The problem: Find every line in the entries below that contains the string "person" and copy each of those lines in full. Matching is case-sensitive.

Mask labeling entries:

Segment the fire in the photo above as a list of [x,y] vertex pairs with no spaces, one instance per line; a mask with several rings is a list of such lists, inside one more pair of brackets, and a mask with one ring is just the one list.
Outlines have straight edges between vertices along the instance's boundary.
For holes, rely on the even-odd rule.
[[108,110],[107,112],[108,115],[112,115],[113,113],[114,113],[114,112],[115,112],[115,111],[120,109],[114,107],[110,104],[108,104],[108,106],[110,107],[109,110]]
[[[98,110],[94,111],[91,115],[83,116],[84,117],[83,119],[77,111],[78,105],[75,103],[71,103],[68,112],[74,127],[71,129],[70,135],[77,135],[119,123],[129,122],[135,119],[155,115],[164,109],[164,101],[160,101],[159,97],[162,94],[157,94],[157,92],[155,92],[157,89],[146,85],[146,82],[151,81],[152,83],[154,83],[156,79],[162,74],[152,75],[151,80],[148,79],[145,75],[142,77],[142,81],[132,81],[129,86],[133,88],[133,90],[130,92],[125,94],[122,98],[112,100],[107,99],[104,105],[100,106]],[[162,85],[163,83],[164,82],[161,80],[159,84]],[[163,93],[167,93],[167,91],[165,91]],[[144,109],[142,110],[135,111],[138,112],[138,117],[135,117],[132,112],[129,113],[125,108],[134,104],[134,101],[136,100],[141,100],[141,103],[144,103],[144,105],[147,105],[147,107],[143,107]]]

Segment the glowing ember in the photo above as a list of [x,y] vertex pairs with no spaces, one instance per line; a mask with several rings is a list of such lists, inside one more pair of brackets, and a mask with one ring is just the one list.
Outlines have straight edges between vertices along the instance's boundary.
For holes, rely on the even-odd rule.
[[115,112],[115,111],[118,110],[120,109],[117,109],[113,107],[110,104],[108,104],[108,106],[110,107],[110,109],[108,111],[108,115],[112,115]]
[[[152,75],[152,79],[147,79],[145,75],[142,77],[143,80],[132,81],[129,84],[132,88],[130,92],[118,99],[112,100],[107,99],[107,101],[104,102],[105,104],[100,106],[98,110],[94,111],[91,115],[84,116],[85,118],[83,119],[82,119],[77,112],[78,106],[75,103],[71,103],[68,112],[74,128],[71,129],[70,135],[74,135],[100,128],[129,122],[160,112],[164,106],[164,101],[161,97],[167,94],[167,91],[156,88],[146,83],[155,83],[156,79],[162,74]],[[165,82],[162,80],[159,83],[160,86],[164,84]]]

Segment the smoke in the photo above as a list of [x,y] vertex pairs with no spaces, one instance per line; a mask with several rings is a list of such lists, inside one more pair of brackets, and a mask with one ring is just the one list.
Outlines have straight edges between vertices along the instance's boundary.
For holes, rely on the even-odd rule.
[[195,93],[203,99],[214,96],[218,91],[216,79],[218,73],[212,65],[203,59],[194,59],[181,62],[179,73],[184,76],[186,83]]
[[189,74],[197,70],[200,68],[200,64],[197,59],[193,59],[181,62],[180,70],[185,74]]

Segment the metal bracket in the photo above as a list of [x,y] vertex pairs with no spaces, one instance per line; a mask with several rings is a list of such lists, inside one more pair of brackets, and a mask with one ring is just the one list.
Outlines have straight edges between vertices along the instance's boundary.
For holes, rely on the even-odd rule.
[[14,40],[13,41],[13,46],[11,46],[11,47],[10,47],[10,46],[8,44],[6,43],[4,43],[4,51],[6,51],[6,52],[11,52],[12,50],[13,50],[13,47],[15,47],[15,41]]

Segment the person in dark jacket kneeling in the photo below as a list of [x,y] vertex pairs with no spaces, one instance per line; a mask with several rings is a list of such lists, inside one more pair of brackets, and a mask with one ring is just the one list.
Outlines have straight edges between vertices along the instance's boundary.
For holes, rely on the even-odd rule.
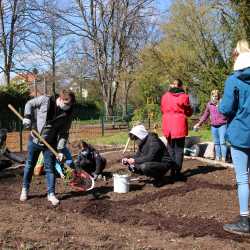
[[11,167],[13,161],[24,163],[24,157],[20,157],[12,152],[6,146],[7,129],[0,129],[0,171]]
[[127,165],[132,172],[154,178],[154,186],[163,186],[164,175],[171,168],[176,168],[164,143],[156,133],[149,133],[143,125],[133,127],[129,137],[137,142],[138,150],[133,158],[123,158],[123,165]]

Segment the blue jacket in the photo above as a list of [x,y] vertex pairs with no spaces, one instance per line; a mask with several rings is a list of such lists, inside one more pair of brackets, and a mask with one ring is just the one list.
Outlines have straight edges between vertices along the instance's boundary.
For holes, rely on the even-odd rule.
[[236,147],[250,148],[250,68],[228,77],[219,111],[229,118],[227,141]]

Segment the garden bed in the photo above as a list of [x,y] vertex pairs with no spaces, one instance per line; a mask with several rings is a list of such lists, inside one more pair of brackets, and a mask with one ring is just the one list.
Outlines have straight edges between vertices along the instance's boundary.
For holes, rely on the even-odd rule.
[[57,180],[61,204],[46,200],[44,176],[34,177],[31,198],[19,201],[23,169],[0,172],[0,248],[3,249],[249,249],[250,238],[223,231],[238,214],[233,171],[194,159],[186,180],[155,188],[146,177],[127,194],[113,193],[120,152],[105,154],[106,181],[75,192]]

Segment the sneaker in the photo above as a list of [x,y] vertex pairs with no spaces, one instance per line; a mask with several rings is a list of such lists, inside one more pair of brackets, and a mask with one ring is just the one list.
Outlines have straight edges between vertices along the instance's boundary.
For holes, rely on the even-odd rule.
[[155,179],[153,180],[152,184],[154,187],[160,188],[163,187],[166,183],[164,182],[163,179]]
[[239,235],[250,235],[250,224],[248,216],[240,216],[240,220],[236,223],[225,224],[223,229],[229,233]]
[[28,200],[28,190],[26,188],[22,188],[20,201],[27,201]]
[[48,201],[50,201],[53,206],[57,206],[60,203],[54,193],[48,194]]

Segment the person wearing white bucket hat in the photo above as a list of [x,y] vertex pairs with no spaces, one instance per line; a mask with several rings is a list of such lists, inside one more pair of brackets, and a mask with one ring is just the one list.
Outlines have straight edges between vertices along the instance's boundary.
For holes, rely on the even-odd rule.
[[133,127],[129,137],[137,142],[138,150],[133,158],[123,158],[122,163],[132,172],[152,177],[154,186],[161,187],[164,175],[176,167],[166,146],[156,133],[148,132],[143,125]]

Solution to this problem:
Segment the person in dark jacket kneeling in the photo below as a list of [x,y] vertex pairs with no spaces, one instance per line; a mask with several rings is a list of such lists, inside one more pair of brackets, and a mask with one ring is just the one list.
Segment the person wearing white bucket hat in the photo above as a list of [x,y] vertex pairs with no spaces, one instance per line; a mask with several rings is a list of such lists, inside one more pair of brackets, and a mask with one ring is just the one list.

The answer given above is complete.